WHAT TO PRODUCE:
In the data below, starting at the line that contains "Spot the serrated" and ending at the line that contains "[(134, 468), (598, 448)]", rename "photo" to "image" and leave everything else unchanged. Reproduce only those lines, and omit the pictures.
── DATASET ROWS
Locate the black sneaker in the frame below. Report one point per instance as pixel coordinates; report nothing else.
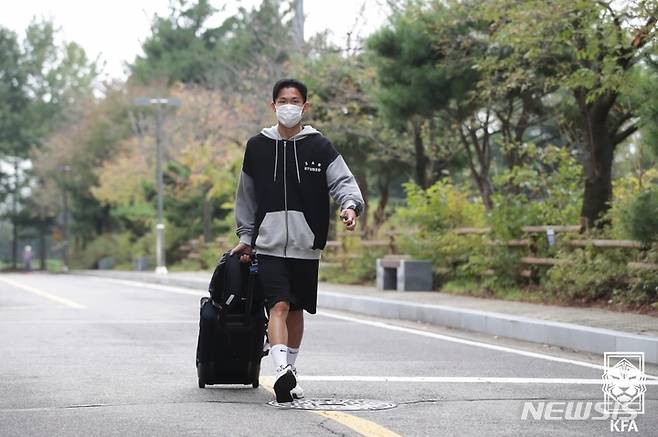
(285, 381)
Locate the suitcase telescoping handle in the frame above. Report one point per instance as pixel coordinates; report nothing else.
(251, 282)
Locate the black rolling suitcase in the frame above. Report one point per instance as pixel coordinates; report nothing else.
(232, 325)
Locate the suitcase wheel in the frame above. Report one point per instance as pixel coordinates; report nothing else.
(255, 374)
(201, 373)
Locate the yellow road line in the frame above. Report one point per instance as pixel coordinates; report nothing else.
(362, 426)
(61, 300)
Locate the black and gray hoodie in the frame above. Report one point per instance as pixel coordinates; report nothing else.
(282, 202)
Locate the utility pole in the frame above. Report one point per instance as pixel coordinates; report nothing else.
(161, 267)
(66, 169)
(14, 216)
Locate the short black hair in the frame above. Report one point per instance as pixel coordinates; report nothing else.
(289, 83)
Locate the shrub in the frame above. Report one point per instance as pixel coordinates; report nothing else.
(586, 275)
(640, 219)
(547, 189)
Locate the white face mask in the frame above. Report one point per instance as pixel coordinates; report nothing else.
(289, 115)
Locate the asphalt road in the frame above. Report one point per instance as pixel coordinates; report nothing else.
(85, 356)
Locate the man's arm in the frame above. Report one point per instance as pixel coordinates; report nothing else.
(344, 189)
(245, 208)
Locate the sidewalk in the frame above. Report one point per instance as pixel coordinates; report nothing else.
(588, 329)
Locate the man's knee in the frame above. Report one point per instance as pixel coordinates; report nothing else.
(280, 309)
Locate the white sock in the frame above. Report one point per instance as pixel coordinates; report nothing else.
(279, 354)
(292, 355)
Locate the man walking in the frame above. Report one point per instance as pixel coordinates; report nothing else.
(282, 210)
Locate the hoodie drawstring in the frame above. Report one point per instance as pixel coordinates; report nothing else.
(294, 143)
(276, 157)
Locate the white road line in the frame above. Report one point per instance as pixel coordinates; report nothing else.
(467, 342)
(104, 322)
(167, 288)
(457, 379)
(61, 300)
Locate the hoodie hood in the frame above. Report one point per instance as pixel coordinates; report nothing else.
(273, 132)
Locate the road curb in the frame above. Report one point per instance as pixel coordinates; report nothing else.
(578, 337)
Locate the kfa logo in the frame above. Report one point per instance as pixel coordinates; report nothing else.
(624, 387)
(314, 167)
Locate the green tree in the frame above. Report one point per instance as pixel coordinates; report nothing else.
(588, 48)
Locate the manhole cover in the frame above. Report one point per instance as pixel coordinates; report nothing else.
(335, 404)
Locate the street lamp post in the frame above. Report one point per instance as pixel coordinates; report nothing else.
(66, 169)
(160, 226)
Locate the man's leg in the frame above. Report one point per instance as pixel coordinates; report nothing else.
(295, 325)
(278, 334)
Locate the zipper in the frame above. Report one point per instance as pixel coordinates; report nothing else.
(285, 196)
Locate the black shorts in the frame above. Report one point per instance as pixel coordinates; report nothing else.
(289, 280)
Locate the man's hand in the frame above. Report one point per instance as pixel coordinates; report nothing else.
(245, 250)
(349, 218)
────
── DATASET ROWS
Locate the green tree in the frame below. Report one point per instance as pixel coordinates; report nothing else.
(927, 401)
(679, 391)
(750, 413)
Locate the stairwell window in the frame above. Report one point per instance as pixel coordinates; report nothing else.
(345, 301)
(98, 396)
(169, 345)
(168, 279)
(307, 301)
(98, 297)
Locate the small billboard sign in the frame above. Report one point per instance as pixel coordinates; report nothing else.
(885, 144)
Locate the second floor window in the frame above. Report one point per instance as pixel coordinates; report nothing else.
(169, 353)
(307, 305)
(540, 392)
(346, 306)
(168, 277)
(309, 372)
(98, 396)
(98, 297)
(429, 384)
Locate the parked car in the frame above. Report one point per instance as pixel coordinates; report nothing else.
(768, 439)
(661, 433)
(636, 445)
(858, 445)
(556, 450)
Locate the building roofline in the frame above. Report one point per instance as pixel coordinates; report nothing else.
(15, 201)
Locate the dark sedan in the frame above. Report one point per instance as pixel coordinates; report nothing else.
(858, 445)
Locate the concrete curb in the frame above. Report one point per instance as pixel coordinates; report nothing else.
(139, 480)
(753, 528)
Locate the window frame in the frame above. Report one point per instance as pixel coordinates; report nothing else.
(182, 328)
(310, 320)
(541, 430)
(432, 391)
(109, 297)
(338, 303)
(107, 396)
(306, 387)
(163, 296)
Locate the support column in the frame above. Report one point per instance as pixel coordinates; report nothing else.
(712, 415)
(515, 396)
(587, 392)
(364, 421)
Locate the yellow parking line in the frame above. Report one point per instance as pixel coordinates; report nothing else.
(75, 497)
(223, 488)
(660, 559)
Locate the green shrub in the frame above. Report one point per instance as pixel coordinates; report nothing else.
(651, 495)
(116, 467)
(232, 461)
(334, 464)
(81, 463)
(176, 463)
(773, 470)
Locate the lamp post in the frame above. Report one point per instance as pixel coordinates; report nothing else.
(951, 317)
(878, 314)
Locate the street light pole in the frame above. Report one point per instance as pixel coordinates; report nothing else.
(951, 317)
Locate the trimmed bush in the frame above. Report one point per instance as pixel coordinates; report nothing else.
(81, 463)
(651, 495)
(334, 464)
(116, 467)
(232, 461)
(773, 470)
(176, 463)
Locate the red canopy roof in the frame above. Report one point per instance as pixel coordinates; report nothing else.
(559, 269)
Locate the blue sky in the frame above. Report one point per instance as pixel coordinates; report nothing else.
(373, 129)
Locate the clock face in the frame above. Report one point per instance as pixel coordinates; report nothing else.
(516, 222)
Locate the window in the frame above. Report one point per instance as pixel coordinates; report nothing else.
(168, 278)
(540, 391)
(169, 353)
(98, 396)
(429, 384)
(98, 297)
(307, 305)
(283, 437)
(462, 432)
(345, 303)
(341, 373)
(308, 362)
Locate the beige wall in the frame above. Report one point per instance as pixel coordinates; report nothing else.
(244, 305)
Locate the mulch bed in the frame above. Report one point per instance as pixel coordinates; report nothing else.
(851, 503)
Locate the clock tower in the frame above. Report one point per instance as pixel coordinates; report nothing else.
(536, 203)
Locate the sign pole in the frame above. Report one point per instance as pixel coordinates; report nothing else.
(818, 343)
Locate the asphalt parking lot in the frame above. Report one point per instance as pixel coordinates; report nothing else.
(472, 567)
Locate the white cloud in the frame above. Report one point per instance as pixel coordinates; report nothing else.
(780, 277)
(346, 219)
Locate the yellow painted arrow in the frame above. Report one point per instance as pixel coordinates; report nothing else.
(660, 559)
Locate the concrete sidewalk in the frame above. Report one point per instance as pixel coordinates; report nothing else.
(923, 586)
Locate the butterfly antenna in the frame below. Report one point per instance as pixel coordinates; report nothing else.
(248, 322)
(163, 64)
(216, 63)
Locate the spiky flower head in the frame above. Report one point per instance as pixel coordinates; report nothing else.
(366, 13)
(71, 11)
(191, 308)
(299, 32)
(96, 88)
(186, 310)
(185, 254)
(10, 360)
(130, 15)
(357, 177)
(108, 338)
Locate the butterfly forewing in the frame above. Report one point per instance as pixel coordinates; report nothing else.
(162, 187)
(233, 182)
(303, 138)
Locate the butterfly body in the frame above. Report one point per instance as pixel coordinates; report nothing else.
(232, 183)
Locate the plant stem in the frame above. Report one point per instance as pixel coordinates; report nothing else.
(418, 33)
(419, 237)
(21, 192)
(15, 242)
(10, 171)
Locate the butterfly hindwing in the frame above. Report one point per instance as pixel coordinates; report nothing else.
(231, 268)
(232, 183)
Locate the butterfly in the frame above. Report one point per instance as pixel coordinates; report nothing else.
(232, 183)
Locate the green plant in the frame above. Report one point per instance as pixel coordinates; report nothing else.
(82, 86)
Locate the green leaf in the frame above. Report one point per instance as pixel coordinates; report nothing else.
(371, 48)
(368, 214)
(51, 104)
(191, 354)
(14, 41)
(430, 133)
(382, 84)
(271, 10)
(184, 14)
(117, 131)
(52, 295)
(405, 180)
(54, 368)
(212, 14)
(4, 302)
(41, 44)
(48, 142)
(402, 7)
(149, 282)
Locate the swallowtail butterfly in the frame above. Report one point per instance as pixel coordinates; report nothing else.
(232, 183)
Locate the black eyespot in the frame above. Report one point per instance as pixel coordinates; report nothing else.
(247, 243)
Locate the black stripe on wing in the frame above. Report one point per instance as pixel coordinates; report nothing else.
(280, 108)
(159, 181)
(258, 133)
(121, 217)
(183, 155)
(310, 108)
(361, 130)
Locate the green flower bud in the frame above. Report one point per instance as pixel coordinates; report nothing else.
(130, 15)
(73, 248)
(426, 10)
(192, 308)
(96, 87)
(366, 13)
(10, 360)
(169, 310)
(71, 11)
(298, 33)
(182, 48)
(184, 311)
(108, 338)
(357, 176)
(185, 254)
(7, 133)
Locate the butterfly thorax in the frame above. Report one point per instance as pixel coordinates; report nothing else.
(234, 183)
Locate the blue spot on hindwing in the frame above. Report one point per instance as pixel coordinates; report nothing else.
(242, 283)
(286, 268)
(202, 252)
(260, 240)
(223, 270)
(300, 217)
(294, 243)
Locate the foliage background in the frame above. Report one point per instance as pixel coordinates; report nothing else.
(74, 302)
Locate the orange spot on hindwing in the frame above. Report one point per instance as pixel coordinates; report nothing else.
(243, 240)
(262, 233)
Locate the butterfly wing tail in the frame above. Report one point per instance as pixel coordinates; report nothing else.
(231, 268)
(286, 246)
────
── DATASET ROWS
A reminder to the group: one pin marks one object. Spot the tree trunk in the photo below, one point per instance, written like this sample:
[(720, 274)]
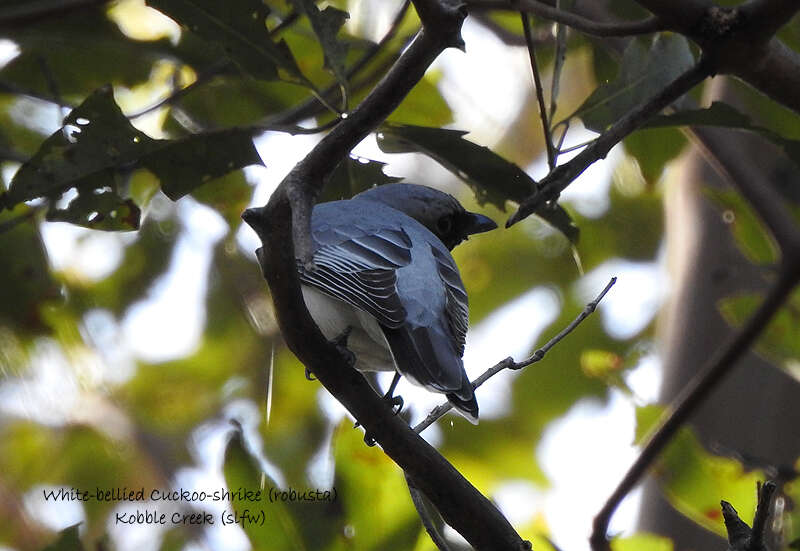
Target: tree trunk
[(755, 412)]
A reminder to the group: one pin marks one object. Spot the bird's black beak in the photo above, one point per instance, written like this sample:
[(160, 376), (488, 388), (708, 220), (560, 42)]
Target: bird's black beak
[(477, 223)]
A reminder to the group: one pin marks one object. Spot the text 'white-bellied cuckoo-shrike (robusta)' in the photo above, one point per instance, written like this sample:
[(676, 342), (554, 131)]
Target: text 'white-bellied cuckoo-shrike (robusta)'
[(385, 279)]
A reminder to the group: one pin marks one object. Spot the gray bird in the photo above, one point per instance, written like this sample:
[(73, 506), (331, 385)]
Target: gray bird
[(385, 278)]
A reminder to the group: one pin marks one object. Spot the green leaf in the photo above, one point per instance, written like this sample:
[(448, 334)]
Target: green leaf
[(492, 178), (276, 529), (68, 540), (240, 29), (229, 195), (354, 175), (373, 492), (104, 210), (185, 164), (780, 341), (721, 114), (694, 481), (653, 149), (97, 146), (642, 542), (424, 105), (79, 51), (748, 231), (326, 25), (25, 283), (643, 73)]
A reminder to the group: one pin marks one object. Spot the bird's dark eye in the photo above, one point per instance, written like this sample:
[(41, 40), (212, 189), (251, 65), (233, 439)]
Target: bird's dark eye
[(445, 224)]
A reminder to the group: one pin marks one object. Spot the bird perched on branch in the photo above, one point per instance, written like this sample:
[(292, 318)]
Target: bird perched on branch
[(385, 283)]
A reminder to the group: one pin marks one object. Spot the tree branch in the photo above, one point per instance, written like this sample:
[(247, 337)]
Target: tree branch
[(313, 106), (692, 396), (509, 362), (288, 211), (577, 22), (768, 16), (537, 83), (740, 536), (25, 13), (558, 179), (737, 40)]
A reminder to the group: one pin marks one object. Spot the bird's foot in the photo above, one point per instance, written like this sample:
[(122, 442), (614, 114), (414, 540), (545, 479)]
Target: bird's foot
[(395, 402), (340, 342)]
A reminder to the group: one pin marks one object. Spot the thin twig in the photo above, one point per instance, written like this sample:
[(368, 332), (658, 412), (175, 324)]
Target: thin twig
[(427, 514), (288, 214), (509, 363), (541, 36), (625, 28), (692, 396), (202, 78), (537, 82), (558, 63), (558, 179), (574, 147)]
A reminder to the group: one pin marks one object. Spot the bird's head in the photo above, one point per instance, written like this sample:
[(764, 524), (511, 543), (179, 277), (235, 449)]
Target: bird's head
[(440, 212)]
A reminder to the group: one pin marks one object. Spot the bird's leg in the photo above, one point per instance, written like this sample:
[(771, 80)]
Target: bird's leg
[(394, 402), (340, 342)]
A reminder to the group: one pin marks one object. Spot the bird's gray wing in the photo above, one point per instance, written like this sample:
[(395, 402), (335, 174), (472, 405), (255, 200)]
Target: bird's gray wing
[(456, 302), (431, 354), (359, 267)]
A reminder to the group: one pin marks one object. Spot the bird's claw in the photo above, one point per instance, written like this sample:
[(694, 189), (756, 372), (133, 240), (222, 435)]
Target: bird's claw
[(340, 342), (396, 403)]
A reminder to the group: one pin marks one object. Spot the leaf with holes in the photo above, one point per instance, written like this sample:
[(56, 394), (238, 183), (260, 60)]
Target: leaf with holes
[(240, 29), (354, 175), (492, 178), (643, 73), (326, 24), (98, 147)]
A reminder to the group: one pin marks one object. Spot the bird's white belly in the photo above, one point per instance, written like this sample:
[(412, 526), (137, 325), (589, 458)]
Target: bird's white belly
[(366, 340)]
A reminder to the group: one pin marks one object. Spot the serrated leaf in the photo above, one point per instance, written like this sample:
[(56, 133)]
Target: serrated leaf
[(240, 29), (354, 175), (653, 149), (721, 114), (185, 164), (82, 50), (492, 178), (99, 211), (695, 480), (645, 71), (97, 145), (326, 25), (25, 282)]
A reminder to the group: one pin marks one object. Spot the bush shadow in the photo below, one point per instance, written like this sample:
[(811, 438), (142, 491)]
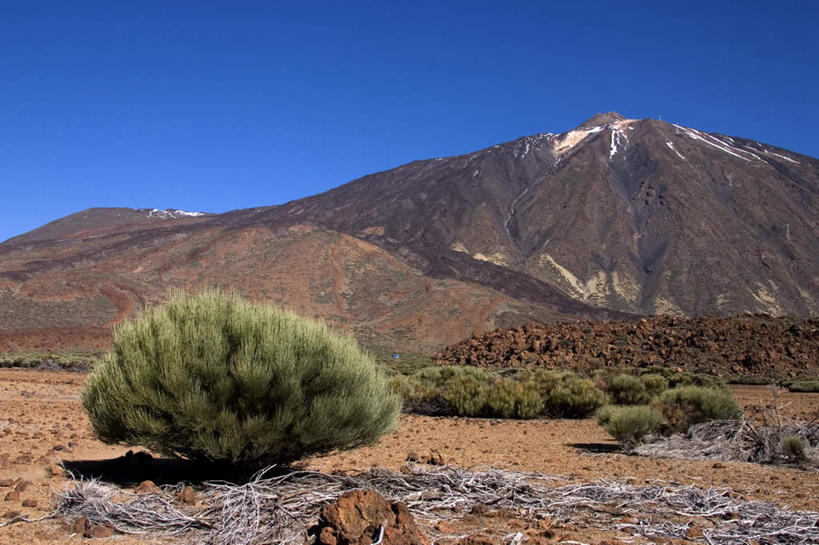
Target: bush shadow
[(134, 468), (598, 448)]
────
SOLUTION TO THIS TASK:
A reminder to the group: one pin marks one object. Spot the serrated leaf in the image above, one point per instance, written like this sample:
[(56, 133)]
Target: serrated leaf
[(240, 29), (354, 175), (653, 149), (721, 114), (185, 164), (82, 50), (492, 178), (99, 211), (695, 480), (645, 71), (97, 145), (326, 25), (25, 282)]
A reminder to the group: one pin marks one object. Spot the bush shadow in the image below, one point per instance, written like this sample:
[(811, 438), (142, 491)]
Target: bush shadow
[(134, 468), (598, 448)]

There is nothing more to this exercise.